**SUPPLIED TEXT**
━━━━

Yes Chicago was corrupt under the first Mayor Daley (when the Democrat Mayor and Council could hire and fire officials) – but the city worked – for example, back then, children could read and write when they finished school in Chicago, now Chicago, under the rule of university educated officials and experts, does NOT work – it is just as corrupt as it ever was (indeed MORE corrupt), but it is dysfunctional on top of that. Chicago does-not-work-any-more. The children can not read or write (or understand mathematics), crime is out of control, everything is falling apart – yet taxes and government spending are at record highs (vastly higher than they were under Boss Daley 50 years ago – even taking account of inflation).
And Britain does not work either – nothing works, nothing gets done, but endless money is spent. Rule by “enlightened” officials and “experts” has been a horrible failure.
Disraeli was correct to denounce the idea of an unelected Administrative State as rule by Mandarins on the Imperial Chinese pattern (hence the British nickname for senior officials – “Mandarins”) – but he failed to see that Imperial China was a classic example of “Social Reform” – i.e. a society where the state endlessly orders people about “for their own good”. A century before Prime Minister Disraeli elements within the British establishment had fallen in love with the Prussia of Frederick “the Great” – another society where the state endlessly ordered people about, indeed (as far as I know) the only writer in Britain who was deeply opposed to the Prussian state model was Edmund Burke (someone Disraeli claimed to admire – but did not understand).
The point about Edmund Burke was not, as the British establishment seems to think, that he supported “gradual” “reform” over sudden “reform” – but rather that he, Edmund Burke, supported change in the opposite-direction (OPPOSITE-DIRECTION to that supported by modern British establishment – less regulations, rather than more, less government spending and lower taxes – rather than more government spending and higher taxes, and sound (gold and silver) money – not the Credit Bubbles of governments and bankers.

━━━━

**ACTIVITY 1**
In the passage on Chicago and Britain, repeat word for word the stretch from "The point about" through "governments and bankers.".
**ACTIVITY 2**
In the passage on Chicago and Britain, what nickname is given to senior officials in Britain?

Photo-based referring expression data:
━━━━

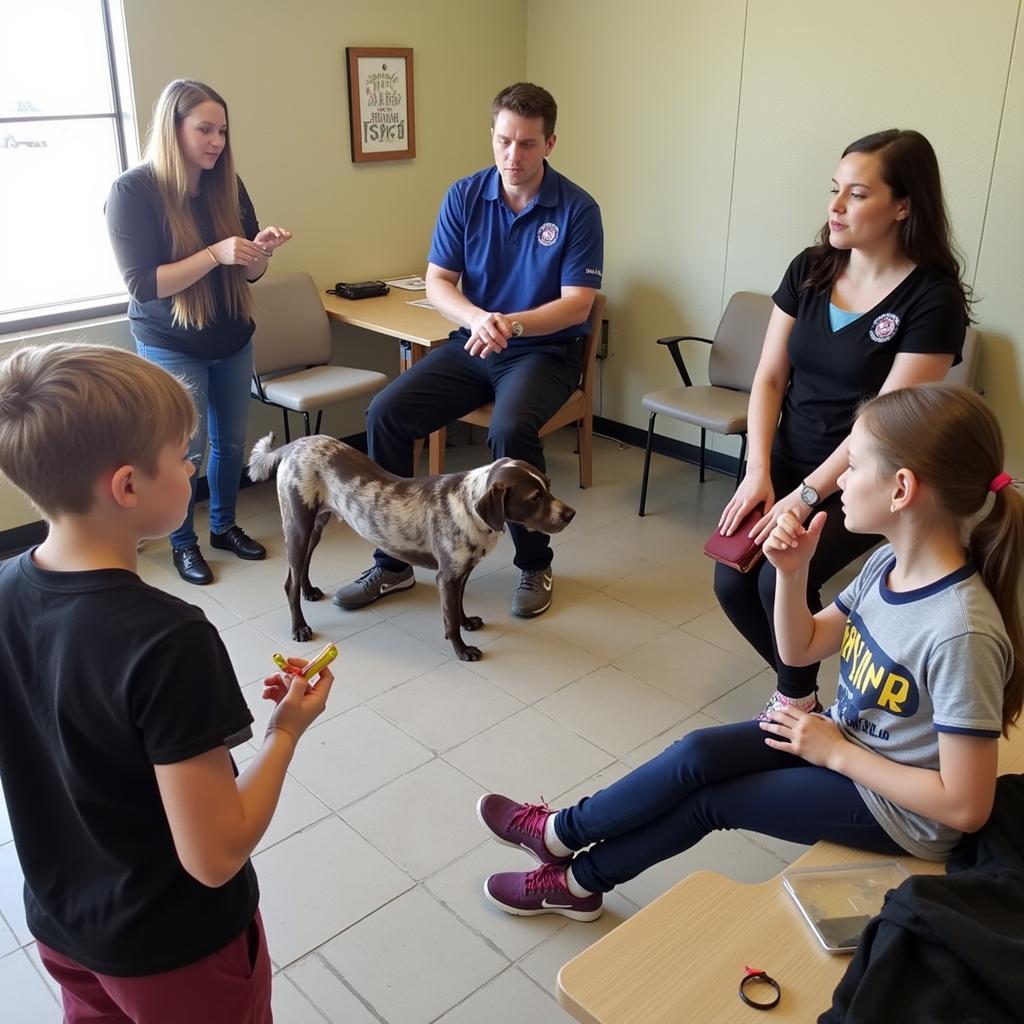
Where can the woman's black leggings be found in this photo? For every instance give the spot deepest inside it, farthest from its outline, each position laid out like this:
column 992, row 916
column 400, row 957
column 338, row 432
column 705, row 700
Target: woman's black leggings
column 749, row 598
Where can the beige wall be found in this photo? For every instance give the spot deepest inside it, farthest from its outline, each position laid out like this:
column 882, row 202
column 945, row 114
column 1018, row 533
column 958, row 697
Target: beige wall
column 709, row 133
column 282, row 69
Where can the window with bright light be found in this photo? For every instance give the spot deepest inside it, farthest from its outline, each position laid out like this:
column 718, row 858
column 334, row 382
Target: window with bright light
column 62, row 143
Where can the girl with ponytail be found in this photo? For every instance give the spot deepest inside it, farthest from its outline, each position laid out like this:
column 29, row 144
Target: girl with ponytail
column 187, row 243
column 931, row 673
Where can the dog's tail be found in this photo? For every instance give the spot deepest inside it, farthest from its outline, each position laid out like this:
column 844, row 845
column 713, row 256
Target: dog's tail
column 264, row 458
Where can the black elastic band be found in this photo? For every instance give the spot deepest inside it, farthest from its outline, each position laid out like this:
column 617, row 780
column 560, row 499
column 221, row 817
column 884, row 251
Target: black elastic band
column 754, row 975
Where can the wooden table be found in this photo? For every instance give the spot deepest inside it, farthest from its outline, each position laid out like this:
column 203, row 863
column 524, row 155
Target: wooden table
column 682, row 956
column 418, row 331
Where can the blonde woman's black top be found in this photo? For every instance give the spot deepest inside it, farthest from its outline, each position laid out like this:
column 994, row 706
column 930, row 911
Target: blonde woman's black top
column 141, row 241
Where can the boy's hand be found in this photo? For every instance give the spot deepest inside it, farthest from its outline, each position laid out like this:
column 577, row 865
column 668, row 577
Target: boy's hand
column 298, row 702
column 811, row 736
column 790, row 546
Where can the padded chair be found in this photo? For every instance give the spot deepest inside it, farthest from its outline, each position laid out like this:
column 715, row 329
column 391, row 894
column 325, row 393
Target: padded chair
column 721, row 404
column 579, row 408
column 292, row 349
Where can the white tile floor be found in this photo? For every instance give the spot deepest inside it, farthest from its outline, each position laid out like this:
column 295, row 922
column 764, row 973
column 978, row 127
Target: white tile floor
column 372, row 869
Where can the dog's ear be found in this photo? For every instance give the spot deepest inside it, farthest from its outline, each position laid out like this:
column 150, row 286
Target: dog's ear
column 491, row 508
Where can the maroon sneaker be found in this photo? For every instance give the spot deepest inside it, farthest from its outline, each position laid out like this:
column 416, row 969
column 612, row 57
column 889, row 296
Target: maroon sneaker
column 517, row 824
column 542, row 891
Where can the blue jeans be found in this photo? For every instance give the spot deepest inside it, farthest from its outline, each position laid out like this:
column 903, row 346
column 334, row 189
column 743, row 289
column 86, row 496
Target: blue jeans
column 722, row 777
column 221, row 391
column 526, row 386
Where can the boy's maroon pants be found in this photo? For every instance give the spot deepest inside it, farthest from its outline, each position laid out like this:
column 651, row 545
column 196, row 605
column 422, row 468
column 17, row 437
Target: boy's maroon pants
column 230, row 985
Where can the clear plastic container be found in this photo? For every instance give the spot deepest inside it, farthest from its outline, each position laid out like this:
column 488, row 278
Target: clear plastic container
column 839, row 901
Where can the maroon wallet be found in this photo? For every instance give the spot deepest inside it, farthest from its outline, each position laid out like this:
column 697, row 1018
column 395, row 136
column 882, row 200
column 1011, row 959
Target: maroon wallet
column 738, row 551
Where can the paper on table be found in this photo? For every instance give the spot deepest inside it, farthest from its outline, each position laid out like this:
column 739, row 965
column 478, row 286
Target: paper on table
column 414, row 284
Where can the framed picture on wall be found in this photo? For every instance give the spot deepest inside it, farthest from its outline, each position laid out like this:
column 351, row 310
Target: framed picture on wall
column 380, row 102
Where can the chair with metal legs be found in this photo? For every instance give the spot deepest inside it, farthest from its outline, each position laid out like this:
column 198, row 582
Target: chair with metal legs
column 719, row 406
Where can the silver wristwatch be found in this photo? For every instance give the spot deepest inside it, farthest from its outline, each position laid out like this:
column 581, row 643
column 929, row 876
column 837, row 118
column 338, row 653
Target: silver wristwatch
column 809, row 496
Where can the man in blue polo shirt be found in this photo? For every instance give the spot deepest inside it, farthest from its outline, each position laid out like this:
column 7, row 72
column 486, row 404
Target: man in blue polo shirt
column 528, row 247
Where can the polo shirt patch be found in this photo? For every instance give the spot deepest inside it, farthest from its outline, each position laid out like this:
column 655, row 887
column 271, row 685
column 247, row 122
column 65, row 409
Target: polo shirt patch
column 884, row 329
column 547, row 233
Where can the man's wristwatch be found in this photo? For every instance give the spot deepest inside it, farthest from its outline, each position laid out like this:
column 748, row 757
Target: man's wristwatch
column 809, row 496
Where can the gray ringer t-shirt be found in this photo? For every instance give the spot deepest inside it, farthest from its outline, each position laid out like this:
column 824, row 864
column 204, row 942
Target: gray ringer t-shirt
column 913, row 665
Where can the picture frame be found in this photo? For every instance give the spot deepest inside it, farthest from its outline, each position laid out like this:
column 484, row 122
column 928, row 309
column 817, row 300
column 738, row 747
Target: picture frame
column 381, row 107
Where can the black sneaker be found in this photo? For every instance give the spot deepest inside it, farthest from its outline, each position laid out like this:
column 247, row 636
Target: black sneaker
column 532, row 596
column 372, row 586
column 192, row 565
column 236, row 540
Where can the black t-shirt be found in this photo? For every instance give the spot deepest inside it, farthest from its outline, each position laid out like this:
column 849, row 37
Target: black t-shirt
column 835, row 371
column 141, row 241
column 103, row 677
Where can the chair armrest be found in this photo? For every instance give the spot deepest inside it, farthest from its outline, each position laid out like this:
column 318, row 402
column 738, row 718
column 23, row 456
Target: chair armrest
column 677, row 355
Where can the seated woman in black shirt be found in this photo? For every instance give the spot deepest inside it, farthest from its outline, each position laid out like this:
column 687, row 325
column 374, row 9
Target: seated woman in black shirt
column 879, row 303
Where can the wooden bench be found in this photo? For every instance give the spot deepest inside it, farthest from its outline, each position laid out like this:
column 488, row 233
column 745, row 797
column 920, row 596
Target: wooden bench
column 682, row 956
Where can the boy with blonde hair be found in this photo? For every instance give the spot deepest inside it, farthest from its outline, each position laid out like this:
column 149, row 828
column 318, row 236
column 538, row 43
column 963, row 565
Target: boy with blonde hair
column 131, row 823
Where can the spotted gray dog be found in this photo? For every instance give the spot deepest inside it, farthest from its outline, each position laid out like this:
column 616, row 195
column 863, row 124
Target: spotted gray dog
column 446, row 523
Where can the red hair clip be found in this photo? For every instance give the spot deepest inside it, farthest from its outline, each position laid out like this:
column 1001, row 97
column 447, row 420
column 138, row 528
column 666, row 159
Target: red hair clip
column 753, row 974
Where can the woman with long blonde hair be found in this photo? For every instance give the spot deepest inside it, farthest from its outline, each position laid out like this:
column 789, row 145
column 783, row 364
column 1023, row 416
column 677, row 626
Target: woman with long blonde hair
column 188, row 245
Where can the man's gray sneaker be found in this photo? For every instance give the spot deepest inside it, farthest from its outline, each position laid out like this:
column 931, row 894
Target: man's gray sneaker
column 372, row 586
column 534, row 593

━━━━

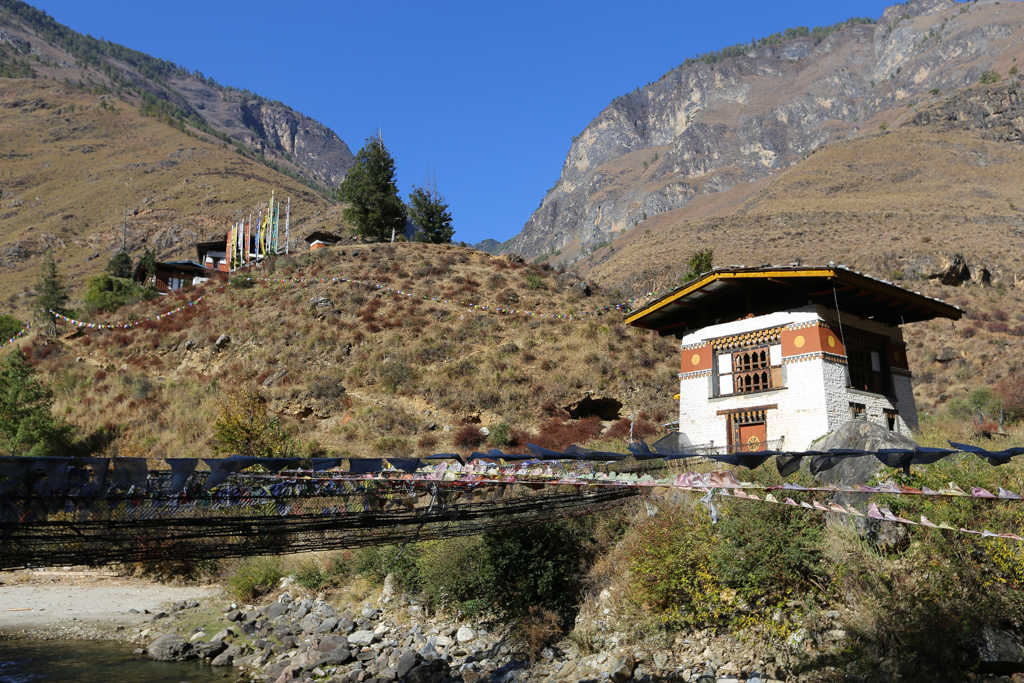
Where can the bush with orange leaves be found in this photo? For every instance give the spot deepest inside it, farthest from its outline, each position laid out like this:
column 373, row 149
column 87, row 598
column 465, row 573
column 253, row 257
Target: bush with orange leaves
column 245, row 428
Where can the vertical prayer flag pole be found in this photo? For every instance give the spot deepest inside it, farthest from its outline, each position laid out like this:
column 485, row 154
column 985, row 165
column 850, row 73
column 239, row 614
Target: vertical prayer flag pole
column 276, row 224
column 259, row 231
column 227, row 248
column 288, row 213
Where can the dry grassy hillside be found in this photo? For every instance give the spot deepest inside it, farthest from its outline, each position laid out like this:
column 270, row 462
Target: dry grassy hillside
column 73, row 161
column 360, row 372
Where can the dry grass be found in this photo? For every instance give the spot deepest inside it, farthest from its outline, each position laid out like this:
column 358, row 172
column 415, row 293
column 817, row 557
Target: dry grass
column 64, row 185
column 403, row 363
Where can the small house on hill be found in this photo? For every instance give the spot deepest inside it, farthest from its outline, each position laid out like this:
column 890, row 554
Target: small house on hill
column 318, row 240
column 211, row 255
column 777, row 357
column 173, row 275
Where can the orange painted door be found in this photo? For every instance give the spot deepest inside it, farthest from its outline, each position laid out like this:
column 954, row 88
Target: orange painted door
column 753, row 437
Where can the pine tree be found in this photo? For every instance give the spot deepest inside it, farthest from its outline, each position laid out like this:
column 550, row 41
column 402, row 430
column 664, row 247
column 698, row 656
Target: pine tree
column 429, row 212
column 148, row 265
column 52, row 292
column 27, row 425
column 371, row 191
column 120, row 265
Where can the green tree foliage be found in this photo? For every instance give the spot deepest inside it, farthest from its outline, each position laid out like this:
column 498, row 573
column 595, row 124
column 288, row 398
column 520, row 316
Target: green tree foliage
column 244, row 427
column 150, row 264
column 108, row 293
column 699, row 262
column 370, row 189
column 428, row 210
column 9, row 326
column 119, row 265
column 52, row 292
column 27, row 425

━━━━

**TASK SOLUTION 1**
The point about Edmund Burke was not, as the British establishment seems to think, that he supported “gradual” “reform” over sudden “reform” – but rather that he, Edmund Burke, supported change in the opposite-direction (OPPOSITE-DIRECTION to that supported by modern British establishment – less regulations, rather than more, less government spending and lower taxes – rather than more government spending and higher taxes, and sound (gold and silver) money – not the Credit Bubbles of governments and bankers.

**TASK SOLUTION 2**
Mandarins